◆ **Data records**:
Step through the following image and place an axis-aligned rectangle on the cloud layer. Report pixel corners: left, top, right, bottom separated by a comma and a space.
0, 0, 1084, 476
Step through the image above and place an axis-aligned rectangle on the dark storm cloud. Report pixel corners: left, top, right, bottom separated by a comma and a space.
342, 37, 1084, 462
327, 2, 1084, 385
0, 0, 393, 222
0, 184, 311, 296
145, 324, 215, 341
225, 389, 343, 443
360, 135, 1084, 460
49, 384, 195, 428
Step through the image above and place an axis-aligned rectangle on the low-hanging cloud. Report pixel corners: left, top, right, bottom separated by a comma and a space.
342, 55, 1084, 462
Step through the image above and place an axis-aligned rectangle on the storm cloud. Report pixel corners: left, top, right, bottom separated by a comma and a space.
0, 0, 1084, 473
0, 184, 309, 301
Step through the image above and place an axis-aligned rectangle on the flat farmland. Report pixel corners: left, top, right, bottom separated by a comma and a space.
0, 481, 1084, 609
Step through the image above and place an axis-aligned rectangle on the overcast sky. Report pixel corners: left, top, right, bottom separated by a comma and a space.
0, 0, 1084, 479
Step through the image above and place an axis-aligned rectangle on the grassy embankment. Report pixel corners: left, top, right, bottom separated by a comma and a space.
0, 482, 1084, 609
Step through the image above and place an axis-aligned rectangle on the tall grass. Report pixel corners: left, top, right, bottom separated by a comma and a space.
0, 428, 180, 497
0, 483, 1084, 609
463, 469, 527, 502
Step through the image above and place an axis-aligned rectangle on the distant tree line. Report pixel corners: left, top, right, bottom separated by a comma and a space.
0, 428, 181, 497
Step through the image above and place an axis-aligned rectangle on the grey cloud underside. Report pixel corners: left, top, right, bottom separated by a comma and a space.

◆ **Direction**:
Copy out every one of the entries above, word for word, with no changes.

◆ **Result of this exercise**:
Step through the following image and place an axis-aligned rectangle on the cloud layer. Report pixel corners: left, top, right, bottom separated by a comma and a space.
0, 0, 1084, 476
Step through the image above and place an axis-aligned rectangle on the dark storm cloud. Report pixel corners: left, top, right, bottom separated by a comma and a space.
342, 37, 1084, 462
327, 2, 1084, 385
0, 0, 393, 222
0, 184, 311, 296
145, 324, 215, 341
225, 389, 343, 443
360, 135, 1084, 460
49, 384, 195, 428
Step through the image above and place an axis-aligned rectangle on the low-hanging cloud. Report pixel corners: left, top, right, bottom separated by a comma and a space.
342, 55, 1084, 462
Step through the image above and place an axis-aligned rectangle on the storm cloud. Report pixel corners: left, top, right, bottom separated by a comma and a space.
0, 0, 1084, 473
0, 184, 309, 301
Step through the image above and place an axis-aligned rectangle on the flat farmland. Report pixel corners: left, top, right, bottom separated by a comma and a space.
0, 481, 1084, 609
Step through the image above and place an axis-aligned rectangle on the overcast sky. Report pixel corners: left, top, right, bottom separated by a comma and a space.
0, 0, 1084, 479
Step through the image above and place an axis-aligned rectangle on the grassy embankment. Report pixel corners: left, top, right, bottom separated by a comma and a space.
0, 482, 1084, 609
Step through the image above and place an axis-aligned rectangle on the tall grass. Report pixel corners: left, top, right, bottom separated by a comma and a space.
0, 428, 180, 497
0, 483, 1084, 609
463, 469, 527, 502
Step through the image above and place an axis-aligned rectangle on the distant tree line. Report pixel corners: left, top, right, bottom separated by a comma and a space.
0, 428, 181, 497
Step through the image above and place an axis-aligned rectangle on the grey cloud underside. Report pixel corners: left, top, right, bottom separated by a comma and a space.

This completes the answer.